▶ **给定问题 1**: 在关于Spark离线特征缓存的所给文本中，spark.executor.memory 被设置为多少？

▶ **所给文本**:
## 10.离线数据缓存之离线特征

In [2]:
# spark配置信息
from pyspark import SparkConf
from pyspark.sql import SparkSession

SPARK_APP_NAME = "cacheOfflineFeatures"
SPARK_URL = "yarn"

conf = SparkConf()    # 创建spark config对象
config = (
	("spark.app.name", SPARK_APP_NAME),    # 设置启动的spark的app名称，没有提供，将随机产生一个名称
	("spark.executor.memory", "2g"),    # 设置该app启动时占用的内存用量，默认1g
	("spark.master", SPARK_URL),    # spark master的地址
    ("spark.executor.cores", "2"),   # 设置spark executor使用的CPU核心数
    ("spark.executor.instances", 1)    # 设置spark executor数量，yarn时起作用
)
# 查看更详细配置及说明：https://spark.apache.org/docs/latest/configuration.html
# 
conf.setAll(config)

# 利用config对象，创建spark session
spark = SparkSession.builder.config(conf=conf).getOrCreate()

In [4]:
# "pid", 广告资源位，属于场景特征，也就是说，每一种广告通常是可以防止在多种资源外下的
# 因此这里对于pid，应该是由广告系统发起推荐请求时，向推荐系统明确要推荐的用户是谁，以及对应的资源位，或者说有哪些
# 这样如果有多个资源位，那么每个资源位都会对应相应的一个推荐列表

# 需要进行缓存的特征值
    
feature_cols_from_ad = [
    "price"    # 来自广告基本信息中
]

# 用户特征
feature_cols_from_user = [
    "cms_group_id",
    "final_gender_code",
    "age_level",
    "shopping_level",
    "occupation",
    "pvalue_level",
    "new_user_class_level"
]

In [5]:
'''从HDFS中加载广告基本信息数据'''
_ad_feature_df = spark.read.csv("hdfs://hadoop-master:9000/workspace/3.rs_project/project1/dataset/ad_feature.csv", header=True)

# 更改表结构，转换为对应的数据类型
from pyspark.sql.types import StructType, StructField, IntegerType, FloatType

# 替换掉NULL字符串
_ad_feature_df = _ad_feature_df.replace("NULL", "-1")

▶ **本题输入**:
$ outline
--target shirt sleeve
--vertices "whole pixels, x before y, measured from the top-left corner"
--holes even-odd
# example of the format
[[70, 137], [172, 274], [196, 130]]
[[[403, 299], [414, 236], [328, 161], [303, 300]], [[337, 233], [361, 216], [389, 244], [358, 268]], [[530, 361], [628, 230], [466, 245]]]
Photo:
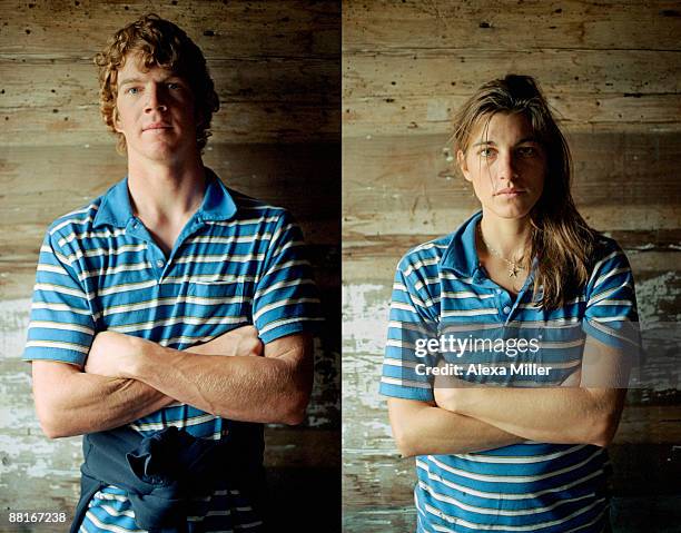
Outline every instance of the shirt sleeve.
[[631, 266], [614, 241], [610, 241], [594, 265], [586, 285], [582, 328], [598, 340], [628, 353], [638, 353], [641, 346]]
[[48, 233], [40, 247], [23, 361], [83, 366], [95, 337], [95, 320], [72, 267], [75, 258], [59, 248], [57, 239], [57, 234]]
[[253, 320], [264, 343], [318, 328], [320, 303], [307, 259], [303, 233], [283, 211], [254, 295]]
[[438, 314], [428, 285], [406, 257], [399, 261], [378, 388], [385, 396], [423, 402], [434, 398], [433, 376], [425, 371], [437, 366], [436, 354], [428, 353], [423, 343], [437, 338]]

...

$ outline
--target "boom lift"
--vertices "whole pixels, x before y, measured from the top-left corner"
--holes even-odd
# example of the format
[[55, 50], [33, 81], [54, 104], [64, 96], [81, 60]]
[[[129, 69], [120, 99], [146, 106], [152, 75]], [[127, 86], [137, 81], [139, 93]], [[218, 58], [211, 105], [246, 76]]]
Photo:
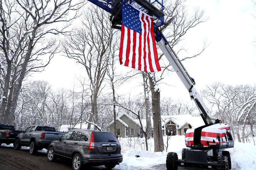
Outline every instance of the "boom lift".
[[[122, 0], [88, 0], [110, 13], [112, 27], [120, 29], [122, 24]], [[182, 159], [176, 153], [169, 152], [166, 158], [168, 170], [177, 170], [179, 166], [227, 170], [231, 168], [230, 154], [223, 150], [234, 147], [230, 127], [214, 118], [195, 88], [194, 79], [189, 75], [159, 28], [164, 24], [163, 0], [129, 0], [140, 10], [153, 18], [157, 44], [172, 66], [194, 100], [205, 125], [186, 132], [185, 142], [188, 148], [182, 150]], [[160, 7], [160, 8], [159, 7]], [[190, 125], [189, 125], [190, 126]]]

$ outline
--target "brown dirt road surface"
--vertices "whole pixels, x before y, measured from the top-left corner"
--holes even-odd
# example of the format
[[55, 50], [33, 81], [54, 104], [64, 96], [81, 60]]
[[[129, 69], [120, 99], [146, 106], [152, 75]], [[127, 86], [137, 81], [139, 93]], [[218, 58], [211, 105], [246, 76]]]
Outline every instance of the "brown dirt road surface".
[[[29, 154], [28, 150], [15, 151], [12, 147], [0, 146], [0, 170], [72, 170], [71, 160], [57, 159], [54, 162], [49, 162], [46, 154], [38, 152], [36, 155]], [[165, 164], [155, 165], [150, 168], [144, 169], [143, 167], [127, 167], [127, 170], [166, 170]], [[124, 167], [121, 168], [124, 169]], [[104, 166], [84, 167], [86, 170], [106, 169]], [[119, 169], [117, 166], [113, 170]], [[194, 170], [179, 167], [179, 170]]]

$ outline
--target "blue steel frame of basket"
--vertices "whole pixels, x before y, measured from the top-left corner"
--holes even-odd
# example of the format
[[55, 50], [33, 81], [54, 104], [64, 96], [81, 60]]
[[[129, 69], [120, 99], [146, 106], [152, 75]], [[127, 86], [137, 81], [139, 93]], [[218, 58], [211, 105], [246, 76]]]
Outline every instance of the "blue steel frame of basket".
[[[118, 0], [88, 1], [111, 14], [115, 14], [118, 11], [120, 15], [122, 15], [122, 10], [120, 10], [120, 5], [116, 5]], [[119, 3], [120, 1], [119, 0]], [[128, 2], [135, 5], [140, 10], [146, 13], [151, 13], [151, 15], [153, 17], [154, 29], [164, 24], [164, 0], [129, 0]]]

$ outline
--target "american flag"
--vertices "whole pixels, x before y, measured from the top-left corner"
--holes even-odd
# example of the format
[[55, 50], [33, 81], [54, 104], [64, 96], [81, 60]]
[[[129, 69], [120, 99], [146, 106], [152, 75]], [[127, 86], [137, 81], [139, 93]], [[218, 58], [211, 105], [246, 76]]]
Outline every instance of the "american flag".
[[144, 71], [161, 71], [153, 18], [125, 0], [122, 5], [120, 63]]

▶ **给定问题 2**: 从上面的记录中收集所有含有字符串“frame”的行，逐行照原样抄出。

▶ **参考答案 1**: 2g

▶ **参考答案 2**:
--target "blue steel frame of basket"
Outline every instance of the "blue steel frame of basket".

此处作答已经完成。